● Records from a pointing dataset
•••

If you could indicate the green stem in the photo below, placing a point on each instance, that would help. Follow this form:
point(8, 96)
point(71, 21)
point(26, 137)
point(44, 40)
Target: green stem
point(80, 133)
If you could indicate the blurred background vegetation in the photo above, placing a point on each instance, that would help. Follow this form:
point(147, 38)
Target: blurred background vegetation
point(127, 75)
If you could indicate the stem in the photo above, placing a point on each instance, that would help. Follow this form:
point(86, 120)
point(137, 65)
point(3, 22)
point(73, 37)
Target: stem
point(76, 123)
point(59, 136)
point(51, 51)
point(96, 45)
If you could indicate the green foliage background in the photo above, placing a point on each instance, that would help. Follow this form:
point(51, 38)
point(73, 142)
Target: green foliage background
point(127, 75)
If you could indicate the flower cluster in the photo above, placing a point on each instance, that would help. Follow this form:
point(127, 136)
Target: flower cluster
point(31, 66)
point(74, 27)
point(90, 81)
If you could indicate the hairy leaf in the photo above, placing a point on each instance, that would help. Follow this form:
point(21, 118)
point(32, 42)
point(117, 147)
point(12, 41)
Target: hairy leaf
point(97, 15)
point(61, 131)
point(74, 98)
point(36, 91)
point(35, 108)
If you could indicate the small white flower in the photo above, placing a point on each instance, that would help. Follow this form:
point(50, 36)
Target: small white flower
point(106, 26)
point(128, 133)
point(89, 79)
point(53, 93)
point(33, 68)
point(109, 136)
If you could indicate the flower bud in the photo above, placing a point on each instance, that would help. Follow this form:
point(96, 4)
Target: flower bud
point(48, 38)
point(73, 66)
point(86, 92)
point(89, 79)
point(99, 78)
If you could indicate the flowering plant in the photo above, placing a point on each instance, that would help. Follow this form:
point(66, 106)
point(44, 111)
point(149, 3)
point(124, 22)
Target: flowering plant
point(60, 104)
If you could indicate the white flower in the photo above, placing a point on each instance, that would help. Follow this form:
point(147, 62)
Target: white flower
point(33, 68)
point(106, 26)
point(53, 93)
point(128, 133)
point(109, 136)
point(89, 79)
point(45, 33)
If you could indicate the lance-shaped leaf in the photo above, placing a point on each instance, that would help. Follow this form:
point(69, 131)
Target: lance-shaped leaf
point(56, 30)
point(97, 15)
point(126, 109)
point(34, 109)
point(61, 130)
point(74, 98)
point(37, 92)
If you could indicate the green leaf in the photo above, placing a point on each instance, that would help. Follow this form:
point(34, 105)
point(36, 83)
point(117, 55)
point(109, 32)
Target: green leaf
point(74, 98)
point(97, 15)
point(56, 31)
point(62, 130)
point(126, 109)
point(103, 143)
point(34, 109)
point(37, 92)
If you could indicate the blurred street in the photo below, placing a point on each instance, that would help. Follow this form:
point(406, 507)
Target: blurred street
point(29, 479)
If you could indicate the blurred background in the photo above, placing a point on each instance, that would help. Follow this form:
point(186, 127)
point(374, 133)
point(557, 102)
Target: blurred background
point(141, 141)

•••

Reproduce every record above word for word, keeping each line unchanged.

If you could indicate the green stem in the photo below, placing a point on each instance, that would help. Follow this form:
point(8, 96)
point(71, 21)
point(26, 137)
point(44, 40)
Target: green stem
point(80, 133)
If you could indicate the blurred background vegetation in the photo above, placing a point on each instance, that would help. Follow this form:
point(147, 38)
Target: blurred background vegetation
point(127, 75)
If you could indicate the stem in the photo above, placing a point on each instance, that would help. Follow this form:
point(86, 120)
point(137, 65)
point(3, 22)
point(73, 37)
Target: stem
point(76, 123)
point(59, 136)
point(51, 51)
point(96, 45)
If you could indicate the green foliage background in the photo above, placing a point on each instance, that would help. Follow this form:
point(51, 38)
point(73, 142)
Target: green foliage background
point(127, 75)
If you could indicate the flower cluster in the photo above, placing a point on each instance, that would help. Follow this form:
point(127, 136)
Target: flower cluster
point(31, 66)
point(74, 27)
point(90, 81)
If you could indicate the hairy leaf in the photo above, placing a point on each instance, that would help. Follow this form:
point(21, 118)
point(32, 42)
point(117, 147)
point(12, 41)
Target: hairy leaf
point(97, 15)
point(61, 131)
point(74, 98)
point(36, 91)
point(35, 108)
If you could indicate the small white flower in the photo above, placing a point on each instance, that would help. Follow this form:
point(50, 36)
Target: small white flower
point(106, 26)
point(128, 133)
point(89, 79)
point(53, 93)
point(33, 68)
point(109, 136)
If you could indicate the flower bud in the photo above, placing a point on each instance, that would help. Follow this form:
point(96, 4)
Target: flower bud
point(48, 38)
point(73, 66)
point(86, 92)
point(89, 79)
point(99, 78)
If you could indicate the flowering plant in the photo above, placing a point on each instance, that would help. Follow this form:
point(66, 106)
point(44, 111)
point(149, 3)
point(124, 22)
Target: flowering plant
point(60, 104)
If you could indicate the white flower in the photo above, placing a point on each instance, that would help. Follow this form:
point(147, 62)
Target: white flower
point(33, 68)
point(106, 26)
point(53, 93)
point(128, 133)
point(109, 136)
point(89, 79)
point(45, 33)
If you could indicate the lance-shaped leaf in the photo above, placing a point on each instance, that would help. Follow this form:
point(69, 131)
Target: lance-shaped leaf
point(56, 30)
point(97, 15)
point(126, 109)
point(34, 109)
point(61, 130)
point(74, 98)
point(37, 92)
If you could indicate the green leaf in the photo above, placing a point on each instance, that would help. Follow this form:
point(34, 105)
point(36, 83)
point(117, 55)
point(109, 32)
Target: green leaf
point(74, 98)
point(97, 15)
point(56, 31)
point(62, 130)
point(126, 109)
point(103, 143)
point(34, 109)
point(37, 92)
If you could indicate the blurred street in the photo below, placing a point on each instance, that would help. Follow this form:
point(406, 507)
Target: blurred street
point(29, 479)
If you could indicate the blurred background in the photo above, placing a point on each instance, that would help. Follow this form:
point(186, 127)
point(374, 133)
point(557, 102)
Target: blurred background
point(141, 141)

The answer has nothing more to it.